Only the run of lines from the one containing "of the glass" through the last line should be returned, exactly as written.

* start *

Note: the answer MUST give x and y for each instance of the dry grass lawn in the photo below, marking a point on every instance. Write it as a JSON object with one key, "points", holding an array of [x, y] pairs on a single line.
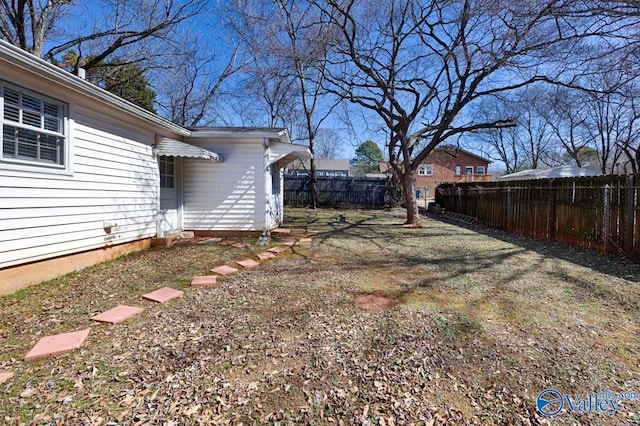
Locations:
{"points": [[462, 326]]}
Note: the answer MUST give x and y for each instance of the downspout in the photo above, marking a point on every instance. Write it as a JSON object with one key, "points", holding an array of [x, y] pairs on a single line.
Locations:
{"points": [[159, 231], [266, 231]]}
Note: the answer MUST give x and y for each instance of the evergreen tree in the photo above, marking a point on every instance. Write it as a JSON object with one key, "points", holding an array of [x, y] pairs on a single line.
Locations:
{"points": [[367, 157], [123, 79]]}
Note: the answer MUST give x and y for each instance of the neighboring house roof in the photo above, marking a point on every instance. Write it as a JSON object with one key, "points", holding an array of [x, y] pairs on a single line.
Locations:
{"points": [[321, 164], [173, 148], [553, 172], [384, 167], [454, 150]]}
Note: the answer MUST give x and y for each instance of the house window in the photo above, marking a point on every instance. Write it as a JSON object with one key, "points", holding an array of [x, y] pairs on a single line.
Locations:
{"points": [[425, 170], [167, 172], [33, 127]]}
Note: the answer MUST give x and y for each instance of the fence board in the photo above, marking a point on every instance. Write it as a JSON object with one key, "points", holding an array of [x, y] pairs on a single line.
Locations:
{"points": [[338, 191], [566, 209]]}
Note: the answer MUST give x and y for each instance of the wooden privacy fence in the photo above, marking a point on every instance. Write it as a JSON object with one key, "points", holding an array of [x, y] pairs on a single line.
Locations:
{"points": [[333, 191], [597, 212]]}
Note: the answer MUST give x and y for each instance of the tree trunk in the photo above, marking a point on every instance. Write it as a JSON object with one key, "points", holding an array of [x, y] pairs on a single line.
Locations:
{"points": [[408, 184], [313, 184]]}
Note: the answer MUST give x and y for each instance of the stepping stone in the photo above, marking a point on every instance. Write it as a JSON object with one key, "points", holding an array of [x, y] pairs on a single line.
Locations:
{"points": [[57, 344], [281, 231], [204, 281], [249, 263], [224, 270], [163, 294], [277, 250], [266, 255], [5, 376], [118, 314]]}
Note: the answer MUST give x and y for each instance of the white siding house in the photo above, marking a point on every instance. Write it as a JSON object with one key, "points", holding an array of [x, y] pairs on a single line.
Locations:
{"points": [[85, 172]]}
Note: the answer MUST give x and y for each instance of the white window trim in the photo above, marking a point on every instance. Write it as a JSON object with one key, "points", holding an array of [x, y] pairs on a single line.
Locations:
{"points": [[37, 166], [425, 170]]}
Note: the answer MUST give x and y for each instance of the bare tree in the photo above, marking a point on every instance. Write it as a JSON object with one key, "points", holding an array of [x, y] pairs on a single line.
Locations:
{"points": [[565, 112], [421, 65], [291, 35], [111, 26], [194, 83], [328, 144]]}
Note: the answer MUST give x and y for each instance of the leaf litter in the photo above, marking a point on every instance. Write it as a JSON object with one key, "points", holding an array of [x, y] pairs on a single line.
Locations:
{"points": [[467, 326]]}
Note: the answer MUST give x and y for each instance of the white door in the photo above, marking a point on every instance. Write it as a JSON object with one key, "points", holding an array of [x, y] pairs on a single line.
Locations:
{"points": [[169, 215]]}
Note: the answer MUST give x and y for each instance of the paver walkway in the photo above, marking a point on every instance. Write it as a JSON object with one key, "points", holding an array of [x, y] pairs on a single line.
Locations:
{"points": [[5, 376], [118, 314], [248, 263], [61, 343], [163, 294], [204, 281], [57, 344], [224, 270]]}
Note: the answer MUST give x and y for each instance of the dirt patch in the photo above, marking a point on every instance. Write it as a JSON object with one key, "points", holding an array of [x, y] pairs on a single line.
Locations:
{"points": [[374, 302]]}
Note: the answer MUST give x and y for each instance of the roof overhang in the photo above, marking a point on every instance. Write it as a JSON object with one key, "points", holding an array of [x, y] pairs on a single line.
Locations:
{"points": [[173, 148], [272, 134], [282, 153]]}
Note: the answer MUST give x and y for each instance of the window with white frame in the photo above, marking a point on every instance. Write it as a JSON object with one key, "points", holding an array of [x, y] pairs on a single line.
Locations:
{"points": [[425, 170], [33, 127]]}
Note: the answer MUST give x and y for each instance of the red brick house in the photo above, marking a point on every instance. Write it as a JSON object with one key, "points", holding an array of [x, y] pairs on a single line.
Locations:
{"points": [[448, 164]]}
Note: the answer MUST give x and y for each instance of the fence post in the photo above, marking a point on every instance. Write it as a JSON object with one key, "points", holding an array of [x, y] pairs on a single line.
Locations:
{"points": [[606, 218], [553, 213], [508, 208], [629, 245]]}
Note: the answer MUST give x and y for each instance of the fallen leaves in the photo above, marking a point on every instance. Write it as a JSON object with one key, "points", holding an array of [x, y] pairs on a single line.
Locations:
{"points": [[287, 344]]}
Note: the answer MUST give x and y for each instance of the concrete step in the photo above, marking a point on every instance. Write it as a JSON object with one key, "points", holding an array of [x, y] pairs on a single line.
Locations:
{"points": [[170, 239]]}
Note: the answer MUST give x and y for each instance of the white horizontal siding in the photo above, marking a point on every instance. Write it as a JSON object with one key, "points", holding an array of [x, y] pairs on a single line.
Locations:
{"points": [[229, 196], [115, 180]]}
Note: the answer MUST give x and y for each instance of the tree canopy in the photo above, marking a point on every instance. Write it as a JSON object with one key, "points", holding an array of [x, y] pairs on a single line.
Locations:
{"points": [[367, 157]]}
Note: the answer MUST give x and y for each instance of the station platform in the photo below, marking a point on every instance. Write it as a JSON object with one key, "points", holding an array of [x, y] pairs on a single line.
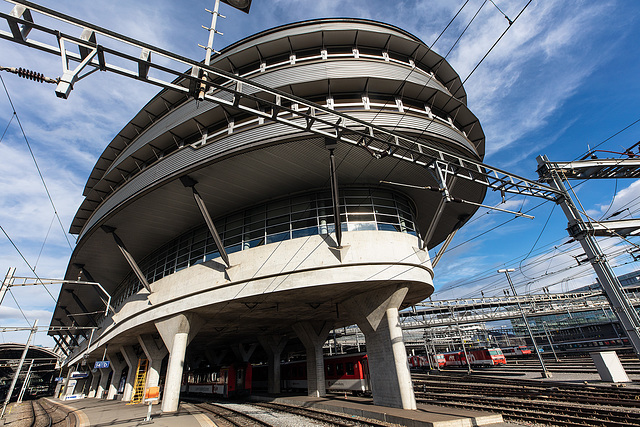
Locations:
{"points": [[100, 412]]}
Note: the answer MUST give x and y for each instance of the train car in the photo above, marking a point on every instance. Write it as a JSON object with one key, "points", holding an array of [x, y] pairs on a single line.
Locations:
{"points": [[521, 350], [438, 360], [478, 357], [348, 372], [584, 346], [455, 358], [487, 356], [230, 381], [418, 362]]}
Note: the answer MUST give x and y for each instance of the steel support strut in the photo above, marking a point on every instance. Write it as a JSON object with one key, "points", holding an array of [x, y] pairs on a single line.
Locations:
{"points": [[187, 181], [579, 230], [128, 257]]}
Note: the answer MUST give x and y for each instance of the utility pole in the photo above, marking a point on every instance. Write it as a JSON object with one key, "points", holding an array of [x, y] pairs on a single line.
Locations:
{"points": [[584, 232], [545, 373], [464, 348], [15, 376], [546, 332]]}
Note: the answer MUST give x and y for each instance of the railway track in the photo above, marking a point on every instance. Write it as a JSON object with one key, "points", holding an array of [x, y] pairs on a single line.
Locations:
{"points": [[323, 417], [532, 401], [222, 415]]}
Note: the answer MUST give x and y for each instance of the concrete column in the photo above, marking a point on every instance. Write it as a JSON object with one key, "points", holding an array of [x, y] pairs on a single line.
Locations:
{"points": [[116, 366], [273, 345], [104, 382], [131, 360], [376, 313], [215, 358], [95, 377], [176, 332], [313, 336], [243, 353], [155, 352]]}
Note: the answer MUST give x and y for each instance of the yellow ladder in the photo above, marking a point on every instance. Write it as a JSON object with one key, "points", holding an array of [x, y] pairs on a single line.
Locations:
{"points": [[141, 378]]}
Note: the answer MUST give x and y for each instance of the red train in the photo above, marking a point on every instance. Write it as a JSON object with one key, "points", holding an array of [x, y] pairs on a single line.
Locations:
{"points": [[342, 373], [230, 381], [479, 356], [521, 350]]}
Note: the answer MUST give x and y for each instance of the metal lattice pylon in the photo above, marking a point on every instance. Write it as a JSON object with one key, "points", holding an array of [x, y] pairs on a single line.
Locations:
{"points": [[141, 379]]}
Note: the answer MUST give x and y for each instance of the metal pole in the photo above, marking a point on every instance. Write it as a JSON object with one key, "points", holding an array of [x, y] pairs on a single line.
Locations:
{"points": [[464, 349], [209, 47], [15, 376], [25, 383], [582, 232], [544, 327], [545, 373], [6, 283]]}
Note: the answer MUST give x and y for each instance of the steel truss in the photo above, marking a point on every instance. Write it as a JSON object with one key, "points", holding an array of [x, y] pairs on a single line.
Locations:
{"points": [[242, 95], [490, 309]]}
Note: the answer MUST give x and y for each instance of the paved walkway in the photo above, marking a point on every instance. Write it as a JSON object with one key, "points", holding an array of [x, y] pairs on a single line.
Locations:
{"points": [[100, 413]]}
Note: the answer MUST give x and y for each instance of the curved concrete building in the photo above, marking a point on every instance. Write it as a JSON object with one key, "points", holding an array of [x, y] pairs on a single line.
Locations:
{"points": [[183, 175]]}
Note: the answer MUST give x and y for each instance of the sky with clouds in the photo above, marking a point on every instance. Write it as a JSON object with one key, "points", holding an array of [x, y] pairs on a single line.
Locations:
{"points": [[562, 79]]}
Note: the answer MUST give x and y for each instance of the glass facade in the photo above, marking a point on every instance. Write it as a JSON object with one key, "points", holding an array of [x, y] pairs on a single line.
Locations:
{"points": [[284, 219]]}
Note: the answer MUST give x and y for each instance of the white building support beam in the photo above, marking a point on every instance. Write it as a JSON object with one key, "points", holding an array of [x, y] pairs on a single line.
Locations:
{"points": [[377, 318], [131, 359], [313, 336], [93, 387], [176, 332], [117, 367], [155, 352], [104, 382], [273, 346]]}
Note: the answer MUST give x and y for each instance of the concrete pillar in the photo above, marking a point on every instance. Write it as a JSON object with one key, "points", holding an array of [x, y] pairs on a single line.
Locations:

* end *

EXERCISE RESULT:
Note: the answer MUST give x and y for each instance of the glass facade in the photo above, marking a point on every instance. Write it as a JSON object with one key, "points", holding an array of [x, y] pairs on a single line.
Locations:
{"points": [[284, 219]]}
Note: the answer MUST give x and y for each instance of the white building support beam in the photo above, marking a point on every instance. Write it as a JSON object with one key, "points", holding an array of [x, y] pairs on a single line.
Locations:
{"points": [[377, 318], [131, 359], [313, 336], [93, 387], [176, 332], [117, 367], [155, 352], [104, 382], [273, 346]]}
Note: the answer MUST give x and y for each instance of the concrete pillar in the photo above, marking a point on every instance. Write it as a JSON object with one key, "points", holding an array of [x, y] pairs on a single line.
Locations:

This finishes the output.